== Information shown
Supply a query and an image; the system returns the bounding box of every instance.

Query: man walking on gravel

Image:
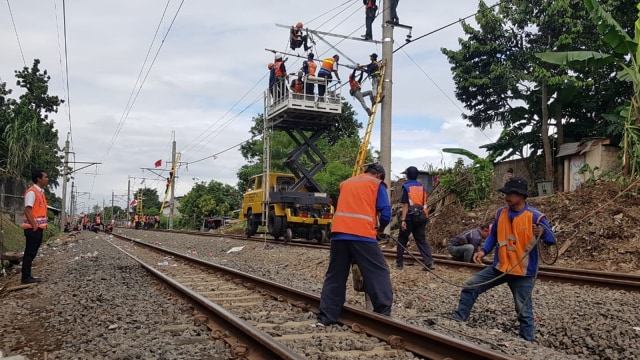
[453,177,556,341]
[316,164,393,327]
[22,170,49,284]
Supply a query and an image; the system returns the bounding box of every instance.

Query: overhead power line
[101,0,184,162]
[7,0,27,67]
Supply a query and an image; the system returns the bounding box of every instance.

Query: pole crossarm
[66,161,102,175]
[276,24,382,44]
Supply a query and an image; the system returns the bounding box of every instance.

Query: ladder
[160,153,180,214]
[352,64,385,176]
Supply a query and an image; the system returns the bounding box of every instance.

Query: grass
[0,214,24,252]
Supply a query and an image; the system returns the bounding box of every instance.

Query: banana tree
[536,0,640,177]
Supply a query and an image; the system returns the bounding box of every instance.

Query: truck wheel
[284,228,293,243]
[267,211,283,240]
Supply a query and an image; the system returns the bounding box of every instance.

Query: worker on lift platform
[349,69,375,116]
[273,53,289,99]
[289,22,309,51]
[318,54,341,96]
[302,53,318,100]
[357,53,381,95]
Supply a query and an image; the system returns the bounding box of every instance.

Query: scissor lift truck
[241,77,342,243]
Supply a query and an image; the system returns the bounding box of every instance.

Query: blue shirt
[331,183,391,242]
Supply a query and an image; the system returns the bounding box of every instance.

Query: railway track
[111,234,512,360]
[148,230,640,291]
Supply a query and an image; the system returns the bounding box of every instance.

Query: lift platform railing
[264,76,342,117]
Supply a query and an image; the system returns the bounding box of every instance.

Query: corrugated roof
[556,139,609,157]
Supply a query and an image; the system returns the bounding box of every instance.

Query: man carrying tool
[452,177,556,341]
[316,164,393,328]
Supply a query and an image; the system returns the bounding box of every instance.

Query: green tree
[536,0,640,176]
[0,59,63,187]
[135,188,162,215]
[178,180,242,229]
[442,0,628,179]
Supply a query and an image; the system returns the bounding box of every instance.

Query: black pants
[396,220,433,267]
[22,228,44,280]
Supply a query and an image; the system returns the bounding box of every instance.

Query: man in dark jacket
[447,224,491,262]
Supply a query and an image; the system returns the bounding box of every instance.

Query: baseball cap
[498,177,529,197]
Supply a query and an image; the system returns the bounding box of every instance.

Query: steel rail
[114,234,513,360]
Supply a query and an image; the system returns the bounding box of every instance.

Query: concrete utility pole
[125,176,131,226]
[165,138,178,230]
[60,133,69,231]
[380,0,393,193]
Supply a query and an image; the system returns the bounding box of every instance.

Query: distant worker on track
[349,69,375,116]
[362,0,378,40]
[318,54,341,96]
[289,22,309,51]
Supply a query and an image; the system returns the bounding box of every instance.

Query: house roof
[556,138,610,157]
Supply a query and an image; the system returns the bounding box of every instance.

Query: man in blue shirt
[447,224,491,262]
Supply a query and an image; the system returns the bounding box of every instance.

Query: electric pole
[125,176,131,226]
[60,133,69,231]
[169,139,178,230]
[380,0,393,193]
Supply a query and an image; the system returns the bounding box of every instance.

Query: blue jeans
[453,266,535,341]
[447,244,475,262]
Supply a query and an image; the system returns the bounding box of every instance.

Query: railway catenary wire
[181,1,362,163]
[181,2,501,167]
[111,231,512,359]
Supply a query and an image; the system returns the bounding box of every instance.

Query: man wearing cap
[316,164,393,327]
[453,177,556,341]
[396,166,434,271]
[357,53,380,96]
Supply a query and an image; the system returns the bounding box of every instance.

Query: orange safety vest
[22,185,49,229]
[331,174,386,239]
[406,184,429,217]
[273,61,287,77]
[307,61,318,76]
[322,58,336,72]
[496,208,544,276]
[349,75,360,91]
[291,79,304,93]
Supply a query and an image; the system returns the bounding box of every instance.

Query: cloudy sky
[0,0,499,210]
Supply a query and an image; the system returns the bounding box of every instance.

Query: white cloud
[0,0,498,210]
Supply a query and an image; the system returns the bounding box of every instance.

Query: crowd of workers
[316,164,556,342]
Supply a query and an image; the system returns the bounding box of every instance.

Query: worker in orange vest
[21,170,49,284]
[316,164,393,327]
[318,54,340,96]
[302,53,318,100]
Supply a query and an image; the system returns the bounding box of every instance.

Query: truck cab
[240,173,332,243]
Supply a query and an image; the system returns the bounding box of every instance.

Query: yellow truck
[240,173,333,243]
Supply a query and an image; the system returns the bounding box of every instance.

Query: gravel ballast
[0,229,640,360]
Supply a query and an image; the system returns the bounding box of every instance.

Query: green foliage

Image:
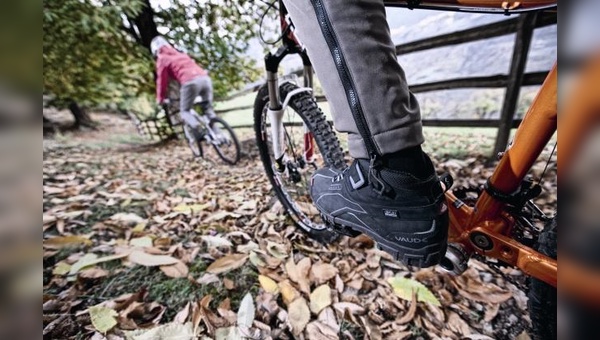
[155,0,266,97]
[43,0,150,104]
[43,0,266,106]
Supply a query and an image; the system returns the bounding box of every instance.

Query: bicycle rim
[209,118,240,165]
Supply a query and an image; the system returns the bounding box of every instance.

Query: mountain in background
[249,8,557,119]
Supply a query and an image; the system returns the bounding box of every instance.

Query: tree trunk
[128,0,158,49]
[69,101,96,129]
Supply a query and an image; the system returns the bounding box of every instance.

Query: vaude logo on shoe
[383,209,398,217]
[350,162,365,190]
[394,236,427,243]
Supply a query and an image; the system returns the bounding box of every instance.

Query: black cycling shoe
[311,157,448,268]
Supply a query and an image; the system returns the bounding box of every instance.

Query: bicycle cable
[258,0,290,45]
[538,142,558,185]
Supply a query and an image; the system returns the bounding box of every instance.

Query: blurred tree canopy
[43,0,266,111]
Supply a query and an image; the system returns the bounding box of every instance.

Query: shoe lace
[331,168,350,183]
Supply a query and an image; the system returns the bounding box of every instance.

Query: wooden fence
[217,12,557,154]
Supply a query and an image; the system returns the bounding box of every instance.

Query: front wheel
[183,124,203,158]
[208,117,241,165]
[528,217,558,340]
[254,83,345,244]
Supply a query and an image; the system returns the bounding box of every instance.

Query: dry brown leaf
[206,254,248,274]
[258,275,279,294]
[278,280,301,306]
[129,250,180,267]
[310,284,331,314]
[483,303,500,322]
[288,297,310,336]
[78,268,108,279]
[310,262,337,285]
[306,321,339,340]
[44,235,92,249]
[333,302,366,315]
[285,257,311,295]
[223,278,235,290]
[173,302,192,324]
[396,293,417,325]
[446,311,471,336]
[160,261,189,278]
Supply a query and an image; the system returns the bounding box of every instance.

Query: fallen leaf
[124,322,196,340]
[173,302,192,324]
[258,275,279,294]
[277,280,301,306]
[110,213,146,225]
[69,252,129,275]
[79,268,108,280]
[446,311,471,336]
[223,278,235,290]
[206,254,248,274]
[44,235,92,249]
[310,284,331,314]
[237,293,254,334]
[200,235,233,248]
[129,236,152,248]
[52,261,71,276]
[248,251,267,268]
[267,241,288,260]
[173,203,212,214]
[88,306,119,334]
[160,261,189,278]
[310,262,338,285]
[288,297,310,336]
[387,276,441,306]
[333,302,365,315]
[306,321,339,340]
[285,257,311,295]
[129,250,179,267]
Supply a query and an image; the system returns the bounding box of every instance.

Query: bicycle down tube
====
Copy every line of the items above word for word, omitting the images.

The completed task:
Supply a query and an image; the system returns the bounding box of every instance.

Query: man walking on gravel

Image:
[453,177,556,341]
[316,164,393,327]
[22,170,49,284]
Supply a query and an image; the system returns the bounding box of every instance.

Query: overhead power line
[101,0,184,162]
[7,0,27,67]
Supply a query and an image; the system returns the bounding box of every instance.

Query: pole crossarm
[66,161,102,175]
[276,24,382,44]
Supply a query and an image; the system returns the bounding box of every instance.

Query: ladder
[160,153,180,214]
[352,64,385,176]
Supply a query and an image; the system returns the bounding box of every instance.

Query: grass
[0,214,24,252]
Supply a query and an image; the system returns the bounding box of every instance.

Query: banana tree
[536,0,640,177]
Supply a query and an image; the system returns the bounding box of every instance.

Query: truck wheel
[284,228,293,243]
[267,211,283,240]
Supply a query and an image; the system returns the bounding box of every instance.

Query: worker on lift platform
[349,69,375,116]
[273,53,289,99]
[289,22,309,51]
[318,54,341,96]
[302,53,318,100]
[357,53,381,95]
Supply a query and an image; the system returns the bounding box of every instance.

Query: scissor lift truck
[241,77,342,243]
Supply a query and an image; the system returns the bounding box of every instance.

Query: blue shirt
[331,183,391,242]
Supply a query and an image; the system returns the bounding box of every instance.

Query: railway track
[111,234,512,360]
[148,230,640,291]
Supply a query and an image; the system returns the bounding box of every instance.

Query: lift platform railing
[264,76,342,117]
Supply a query and an image; the system returns the bounding box of every instance.

Query: corrugated roof
[556,139,609,157]
Supply a query and an image; the system returns the bounding box of every instance.

Query: man carrying tool
[452,177,556,341]
[316,164,393,328]
Supply a query and an image; the system returns the bounding box of every instance.

Query: green tree
[536,0,640,176]
[0,59,63,187]
[135,188,162,215]
[178,180,242,229]
[442,0,628,179]
Supply a query and an image; the system returns the bounding box of every instance.

Query: black pants
[396,220,433,267]
[22,228,44,280]
Supply a query and an image; the system returns the bounding box of every instance.

Query: man in dark jacket
[447,224,491,262]
Supply a query and an image; the system returns the bounding box of every instance.

Query: baseball cap
[498,177,529,197]
Supply a query and an image; the system returns the bounding box of every instance.

Query: steel rail
[114,234,513,360]
Supply a query and an image; the system returns the bounding box of every instance.

Query: concrete utility pole
[125,176,131,226]
[165,138,178,230]
[60,133,69,231]
[380,0,393,193]
Supply a query and an image; the system returns the bounding box of every instance.

Query: distant worker on track
[349,69,375,116]
[362,0,378,40]
[318,54,341,96]
[289,22,309,51]
Supply a query and an image; the system returns the bounding box of every instance.

Query: house roof
[556,138,610,157]
Supply a query and an image; the system returns the bounding box of every instance.

Query: man in blue shirt
[447,224,491,262]
Supply a query and an image; the system returns the bounding box of every instance.

Query: electric pole
[125,176,131,226]
[60,133,69,231]
[169,139,178,230]
[380,0,393,193]
Supply a query and an image; the system returns the bounding box of every instance.

Query: blue jeans
[453,266,535,341]
[447,244,475,262]
Supply a query and an image; the system returns the bounding box of every instance.

Query: railway catenary wire
[181,1,362,163]
[181,2,501,167]
[111,231,512,359]
Supply a query and an image; the system returns the bounding box of every instance.

Query: man wearing cap
[316,164,393,327]
[453,177,556,341]
[396,166,434,271]
[357,53,380,96]
Supply a query and an image; the system returns the bounding box of every instance.

Query: orange safety vest
[22,185,49,229]
[331,174,386,239]
[406,184,429,217]
[273,61,287,77]
[307,61,318,76]
[322,58,336,72]
[496,208,544,276]
[349,75,360,91]
[291,79,304,93]
Supply a query and an image; the system returns the bounding box of every instance.

Query: cloudy sky
[0,0,499,210]
Supply a query and an image; the system returns the bounding box of every instance.

Query: white cloud
[0,0,498,210]
Supply a query and an image; the system returns the bounding box of every instance.

Query: crowd of workers
[316,164,556,342]
Supply a query and an image; the system returns the bounding box of every instance.

Query: worker in orange vest
[21,170,49,284]
[316,164,393,327]
[318,54,340,96]
[302,53,318,100]
Supply a query and an image; the system returns the bounding box of every instance.

Query: truck cab
[240,173,332,243]
Supply a query and an image; the system returns the bounding box of every instance.

Query: yellow truck
[240,173,333,243]
Supply a query and an image; the system returns the bounding box of every instance.

Query: gravel ballast
[0,229,640,360]
Supply a query and an image; the system returns the bounding box of every instance.

Query: green foliage

Image:
[155,0,266,97]
[43,0,150,104]
[43,0,266,106]
Supply a query and an image; the system returns the bounding box of every instance.

Query: bicycle rim
[209,118,240,165]
Supply a query and an image; the system returns the bounding box of every instance.

Query: mountain in background
[249,8,557,119]
Supply a query and an image; the system returns the bounding box of every instance.

Query: tree trunk
[128,0,158,49]
[69,101,96,129]
Supply a query and an image; the system returns the bounding box of every instance.

Query: vaude logo on shoe
[383,209,398,217]
[350,162,365,190]
[394,236,427,243]
Supply a query and an image; the system returns the bounding box of every instance.

Query: black cycling shoe
[311,157,448,268]
Supply a query and an image; the system returns the bounding box of every instance.

Query: bicycle cable
[258,0,290,45]
[538,142,558,185]
Supply a query and an image; the system returns the bounding box of every instance.

Query: blurred tree canopy
[43,0,266,111]
Supply a query and an image; the system returns the bounding box of every instance.

Query: shoe lace
[331,168,350,183]
Supply a query and an image; the system returns the bounding box of every instance.

Query: wooden fence
[217,12,557,154]
Supply a query and an image; the system returns the bounding box of every instance.

Query: front wheel
[183,124,203,158]
[208,117,241,165]
[528,217,558,340]
[254,83,345,244]
Supply a query and an image; the system returns the bounding box of every instance.

Query: dry brown leaf
[206,254,248,274]
[258,275,279,294]
[278,280,301,306]
[129,250,180,267]
[310,284,331,314]
[483,303,500,322]
[288,297,310,336]
[78,268,108,279]
[310,262,337,285]
[306,321,339,340]
[44,235,92,249]
[333,302,366,315]
[285,257,311,295]
[223,278,235,290]
[173,302,192,324]
[396,293,417,325]
[446,311,471,336]
[160,261,189,278]
Supply a query and an image; the system returns the bounding box of every instance.

Query: fallen leaf
[124,322,196,340]
[173,302,192,324]
[258,275,279,294]
[277,280,301,306]
[110,213,146,225]
[69,252,129,275]
[79,268,108,280]
[446,311,471,336]
[223,278,235,290]
[206,254,248,274]
[44,235,92,249]
[310,284,331,314]
[237,293,254,334]
[200,235,233,248]
[129,236,152,248]
[52,261,71,276]
[248,251,267,268]
[267,241,288,260]
[173,203,212,214]
[88,306,119,334]
[160,261,189,278]
[310,262,338,285]
[288,297,310,336]
[387,276,441,306]
[333,302,365,315]
[306,321,339,340]
[285,257,311,295]
[129,250,179,267]
Supply a query and an image; the system returns the bounding box of every instance.

Query: bicycle down tube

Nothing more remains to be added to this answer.